### Extract provided
════
Sir William Ernest George Archibald Weigall, 1st Baronet,  (8 December 1874 – 3 June 1952) was a British Conservative politician who served as Governor of South Australia from 9 June 1920 until 30 May 1922.

Family
Weigall was the fifth son of a Victorian artist, Henry Weigall (best known for his portrait of Benjamin Disraeli in 1878–1879), and his wife, Lady Rose Sophia Mary Fane, daughter of John Fane, 11th Earl of Westmorland, and wife Priscilla Anne Wellesley-Pole. Through his mother, he was connected to several powerful aristocratic dynasties. One of his older brothers was the cricketer Gerry Weigall (born Gerald John Villiers Weigall). Two other brothers, Louis and Evelyn, were also first-class cricketers.

He married 16 August 1910 in Metheringham, Lincolnshire, a divorcee, Grace Emily, Baroness von Eckardstein, née Grace Emily Blundell Maple (St. George Hanover Square, London, 1876–1950), only surviving child of the deceased furniture magnate Sir John Blundell Maple, 1st Baronet (1845–1903), who had left a fortune of £2,153,000, and wife Emily Harriet Merryweather. She was the former wife of Baron Hermann von Eckardstein (1864–1933) of the German Embassy (whom she had married in 1896). By his wife, Weigall had one daughter; his wife also suffered several miscarriages, including in Australia.

Their country residence was Englemere House at Ascot in Berkshire.

His daughter Priscilla Crystal Frances Blundell Weigall married on 23 July 1935 Edward Richard Assheton Penn Curzon, CBE (1908–1984), son and heir of Francis Richard Henry Penn Curzon, 5th Earl Howe and wife and cousin Mary Curzon. They had two daughters before they divorced in 1943. She married secondly Robert Coriat, born Harold Isaac Coriat (b. Mogador), son of Abraham Coriat and wife Donna Florence "Flora" Cazes (b. London, Middlesex), daughter of Isaac Juave Cazes and wife Selina Simha or Semah Corcos, who were from Morocco, all Sephardi Jews. Their daughter, British socialite Susan Ann Caroline Coriat married Thomas Evelyn "Tommy" Weber (originally Thomas Ejnar Arkner), a race car driver who also came from a wealthy family. His father was born in Denmark, of Danish and English descent, son of Poul Arkner, born Poul Christian Anderson (b. Denmark) and wife Pamela Joyce Weber (b. Hertford, Hertfordshire), daughter of Reginald Evelyn Weber and wife Joyce Warner. Weigall's great-grandson is British actor Jake Weber.

Early life and military career
Educated at Wellington College, Berkshire, and the Royal Agricultural College, Cirencester, Weigall became an estate manager.

He joined the 3rd (Militia) Battalion of the Northamptonshire Regiment (the Northampton and Rutland Militia). He was promoted to captain on 4 April 1902, when the battalion left for South Africa as reinforcement for what turned out to be the last stages of the Second Boer War. Following the end of the war in June 1902, Weigall and the other men of the 3rd battalion left Cape Town on the SS Scot in early September, and returned to Northampton after arrival in the United Kingdom later the same month. He was later promoted to major. In World War I, he served with the Northamptonshire Regiment and on the Staff, finishing with the rank of lieutenant colonel.
════
### Provided records
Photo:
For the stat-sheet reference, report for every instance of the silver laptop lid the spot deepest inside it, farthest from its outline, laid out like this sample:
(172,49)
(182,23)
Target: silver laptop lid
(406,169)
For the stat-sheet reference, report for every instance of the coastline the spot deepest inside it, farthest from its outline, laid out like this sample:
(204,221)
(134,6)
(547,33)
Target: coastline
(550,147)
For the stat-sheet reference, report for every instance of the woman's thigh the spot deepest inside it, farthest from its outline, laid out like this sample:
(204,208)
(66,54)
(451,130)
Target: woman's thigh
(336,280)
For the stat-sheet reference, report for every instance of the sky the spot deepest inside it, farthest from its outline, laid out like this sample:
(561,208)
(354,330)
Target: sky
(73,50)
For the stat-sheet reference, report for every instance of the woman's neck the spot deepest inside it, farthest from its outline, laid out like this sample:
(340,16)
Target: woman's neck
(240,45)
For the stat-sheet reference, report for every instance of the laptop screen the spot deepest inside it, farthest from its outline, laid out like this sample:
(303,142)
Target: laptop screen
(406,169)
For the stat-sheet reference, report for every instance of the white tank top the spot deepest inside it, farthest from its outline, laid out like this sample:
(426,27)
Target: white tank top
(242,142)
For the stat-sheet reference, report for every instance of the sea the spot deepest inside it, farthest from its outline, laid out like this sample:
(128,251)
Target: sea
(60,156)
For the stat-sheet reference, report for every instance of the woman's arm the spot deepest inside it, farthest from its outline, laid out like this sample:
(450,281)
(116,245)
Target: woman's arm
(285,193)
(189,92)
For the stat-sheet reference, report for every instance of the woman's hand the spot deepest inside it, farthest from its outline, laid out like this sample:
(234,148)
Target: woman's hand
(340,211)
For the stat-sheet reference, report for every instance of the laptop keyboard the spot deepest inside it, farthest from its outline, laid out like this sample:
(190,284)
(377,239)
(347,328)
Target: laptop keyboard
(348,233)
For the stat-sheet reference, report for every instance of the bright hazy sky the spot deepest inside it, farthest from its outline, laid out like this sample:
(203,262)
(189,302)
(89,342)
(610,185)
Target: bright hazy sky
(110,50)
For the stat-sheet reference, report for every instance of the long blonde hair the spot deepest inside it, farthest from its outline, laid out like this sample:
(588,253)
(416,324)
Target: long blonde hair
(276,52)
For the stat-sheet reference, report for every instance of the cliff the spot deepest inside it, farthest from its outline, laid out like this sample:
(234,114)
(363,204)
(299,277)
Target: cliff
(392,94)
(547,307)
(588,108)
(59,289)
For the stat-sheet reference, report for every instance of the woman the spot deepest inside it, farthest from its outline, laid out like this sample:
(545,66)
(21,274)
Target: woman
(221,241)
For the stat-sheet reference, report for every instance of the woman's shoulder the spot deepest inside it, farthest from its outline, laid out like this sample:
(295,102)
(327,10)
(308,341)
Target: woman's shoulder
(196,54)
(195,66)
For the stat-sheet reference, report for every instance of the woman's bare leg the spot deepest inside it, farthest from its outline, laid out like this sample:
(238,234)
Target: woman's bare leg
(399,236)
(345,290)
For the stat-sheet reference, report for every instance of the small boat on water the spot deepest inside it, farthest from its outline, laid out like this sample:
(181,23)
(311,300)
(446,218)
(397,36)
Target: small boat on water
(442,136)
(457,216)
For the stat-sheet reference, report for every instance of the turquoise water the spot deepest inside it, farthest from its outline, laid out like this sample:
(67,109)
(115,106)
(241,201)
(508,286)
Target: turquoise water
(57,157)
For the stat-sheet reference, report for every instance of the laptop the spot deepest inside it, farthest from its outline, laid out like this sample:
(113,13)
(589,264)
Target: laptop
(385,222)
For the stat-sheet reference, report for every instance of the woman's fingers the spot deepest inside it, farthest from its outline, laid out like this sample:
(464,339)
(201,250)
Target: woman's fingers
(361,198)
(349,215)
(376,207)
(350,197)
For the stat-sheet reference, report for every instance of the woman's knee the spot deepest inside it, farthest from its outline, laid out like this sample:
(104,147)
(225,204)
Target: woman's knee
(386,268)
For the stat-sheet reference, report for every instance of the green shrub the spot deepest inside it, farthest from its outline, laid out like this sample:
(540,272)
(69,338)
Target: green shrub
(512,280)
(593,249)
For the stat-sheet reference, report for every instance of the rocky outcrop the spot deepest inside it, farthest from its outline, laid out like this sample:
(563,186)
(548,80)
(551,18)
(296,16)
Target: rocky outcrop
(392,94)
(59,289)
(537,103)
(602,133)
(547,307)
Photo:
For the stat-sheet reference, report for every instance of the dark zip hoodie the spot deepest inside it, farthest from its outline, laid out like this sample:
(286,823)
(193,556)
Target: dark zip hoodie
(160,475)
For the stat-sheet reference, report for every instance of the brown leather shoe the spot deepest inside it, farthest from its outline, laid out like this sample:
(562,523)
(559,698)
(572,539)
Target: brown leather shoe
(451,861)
════
### Your objective
Proceed with the biography of Sir William Weigall, starting after its final sentence.

### Written response
Political career
Captain Archibald G. Weigall unsuccessfully fought the seat of Gainsborough for the Conservatives at the December 1910 general election.

He stood successfully in a by-election at Horncastle in Lincolnshire on 16 February 1911. The by-election was caused by the sitting Conservative MP Lord Willoughby de Eresby, who had held Horncastle at each election since 1895 succeeding to the peerage on the death of his father, Earl Ancaster. He received 4,955 votes, with a majority of 107 over the Liberal, Frederick Caesar Linfield.

He remained an MP until he resigned in 1920 to become Governor.

Governor of South Australia

In 1919, Weigall accepted an appointment as Governor of South Australia. He was appointed  in 1920, and soon left for Adelaide, arriving in June. He very quickly became disenchanted with the State Parliament; he became extremely frustrated with the way in which ministers would spend money before being granted supply, or transfer funds voted for one purpose to another. Although never explicitly calling for the abolition of the States, he did describe the results of the division of power in Australia as being "farcical" and "chaotic", and concluded that "State Governors and State Legislatures are now anachronisms".

Weigall sought leave to resign in December 1921, citing "personal and financial" reasons. The Colonial Office had assured him that the State Government would pick up the wages of his staff. This was not the case, and left Weigall with £300 per annum. His departure prompted Premier Henry Barwell to raise the Governor's salary.

Due to the times, many of the war memorials in country towns around South Australia were opened by him as he travelled around the state, it being only a few years after the end of World War I. These include laying the foundation stone at Burra, unveiling the memorial at Hallett, and opening the new tennis courts at the Memorial Drive Tennis Centre in Adelaide.

Weigall Oval in the suburb of Plympton, and Weigall (formerly Woolshed Flat) along the River Murray were both named in his honour.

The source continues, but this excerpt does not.